Mickey’s Never-fail Dills: Recipe brings back memories
On one especially sunny day in April of this year, while driving into Sweet Home to visit my father, I remembered a story my mother had told me about the bachelor who used to live across the street from my childhood home. This fellow was not your ordinary small-town citizen, not by any stretch from the imagination. His house was set back off the street, nearly hidden behind the overgrown shrubs. The windows were covered in heavy tarpaper. But my parents befriended him anyway. Because that’s just the kind of people they were.
This story, in a round-about-way, had to do with making pickles. At least my mother thought it did. I had called her on the phone that day -– some twenty years ago now — to get her dill pickle recipe: Mickey’s Never-fail Dills, which I wrote down verbatim. But before she would hang up the phone, she had to tell me one more thing. Those of you who knew my mother, Mickey Ponzoha, know that in addition to being one of the librarians at Foster Elementary School, an energetic mother of seven and a loving wife, a lady who would lend a helping hand to anyone in need, my mother loved to talk. Her story went something like this:
It must have been some time in August because I was making pickles. The pickle recipe was what made me start thinking about it. Anyway, you kids were in Lebanon picking beans — I think they were paying you 15 cents a pound. That sounds like a gyp nowadays, but back then it was a lot of money. Strange to think that today they don’t even allow a child to go out in the fields, let alone pay them 15 cents a pound. Anyway, I was in the kitchen enjoying the smell of fresh dill, watching cucumbers bob in a sink full of cool water. Peace and quiet. That’s what it was. I loved it. Not that I didn’t love the noise when you kids were home, because I did, I loved every minute of it. Anyway, there was a knock at the screen door -– a familiar knock mind you -– it was the bachelor from across the street. I could recognize his knock anywhere: tap-rappty-tap tap-tap.
So anyway, I’d been taking my time that morning and had just started separating the dill weed on the kitchen table. And there was dirt all over the place. You know those little bits of soil stick to the roots. Well, they were everywhere — on the floor, between the cracks in the table, probably between the fridge and dishwasher too. I was in a big mess. But you can’t make pickles without making a mess. That old saying is so true: a mother’s job is never done. Or was it: a mother’s work is never done?

*The exercise:* Update the pickle recipe story from "Mickey’s Never-fail Dills: Recipe" to "people they were.", replacing "tarpaper" with "cardboard".

*Records supplied:*
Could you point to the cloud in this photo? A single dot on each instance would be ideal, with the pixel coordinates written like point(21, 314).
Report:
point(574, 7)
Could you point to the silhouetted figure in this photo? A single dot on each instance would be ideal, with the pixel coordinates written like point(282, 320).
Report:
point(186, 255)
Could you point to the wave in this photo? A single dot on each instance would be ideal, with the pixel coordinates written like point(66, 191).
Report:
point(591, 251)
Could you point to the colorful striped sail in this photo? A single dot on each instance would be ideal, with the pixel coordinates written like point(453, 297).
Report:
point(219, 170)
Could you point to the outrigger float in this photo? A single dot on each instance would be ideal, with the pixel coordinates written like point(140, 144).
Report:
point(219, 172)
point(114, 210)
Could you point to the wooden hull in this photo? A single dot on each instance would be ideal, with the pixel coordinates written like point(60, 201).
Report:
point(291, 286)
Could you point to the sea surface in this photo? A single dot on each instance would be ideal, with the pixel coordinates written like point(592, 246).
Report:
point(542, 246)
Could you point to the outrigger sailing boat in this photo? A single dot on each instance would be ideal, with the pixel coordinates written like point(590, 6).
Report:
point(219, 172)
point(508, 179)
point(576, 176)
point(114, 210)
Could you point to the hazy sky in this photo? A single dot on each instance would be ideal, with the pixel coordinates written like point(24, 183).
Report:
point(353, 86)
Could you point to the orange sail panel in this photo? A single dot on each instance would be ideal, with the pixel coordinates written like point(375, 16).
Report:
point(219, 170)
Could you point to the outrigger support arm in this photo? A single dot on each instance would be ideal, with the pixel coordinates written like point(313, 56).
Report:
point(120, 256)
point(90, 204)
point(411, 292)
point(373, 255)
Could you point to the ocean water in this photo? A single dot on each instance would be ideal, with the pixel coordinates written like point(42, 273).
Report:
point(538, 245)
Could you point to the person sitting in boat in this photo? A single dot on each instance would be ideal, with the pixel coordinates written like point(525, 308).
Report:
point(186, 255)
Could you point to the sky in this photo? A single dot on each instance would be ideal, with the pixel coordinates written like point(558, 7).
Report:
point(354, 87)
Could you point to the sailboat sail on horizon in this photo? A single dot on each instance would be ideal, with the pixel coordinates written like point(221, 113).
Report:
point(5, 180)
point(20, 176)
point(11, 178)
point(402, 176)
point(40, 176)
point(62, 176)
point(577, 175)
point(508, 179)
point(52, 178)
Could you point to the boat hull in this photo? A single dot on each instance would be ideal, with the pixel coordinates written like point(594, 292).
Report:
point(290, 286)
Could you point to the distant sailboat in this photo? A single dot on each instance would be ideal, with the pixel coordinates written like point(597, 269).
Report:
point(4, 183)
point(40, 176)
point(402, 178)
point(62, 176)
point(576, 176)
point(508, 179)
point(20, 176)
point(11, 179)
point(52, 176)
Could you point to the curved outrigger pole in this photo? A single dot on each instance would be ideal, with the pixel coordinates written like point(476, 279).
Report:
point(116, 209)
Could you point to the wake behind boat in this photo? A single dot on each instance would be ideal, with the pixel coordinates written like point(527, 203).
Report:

*Finished task:*
Mickey’s Never-fail Dills: Recipe brings back memories
On one especially sunny day in April of this year, while driving into Sweet Home to visit my father, I remembered a story my mother had told me about the bachelor who used to live across the street from my childhood home. This fellow was not your ordinary small-town citizen, not by any stretch from the imagination. His house was set back off the street, nearly hidden behind the overgrown shrubs. The windows were covered in heavy cardboard. But my parents befriended him anyway. Because that’s just the kind of people they were.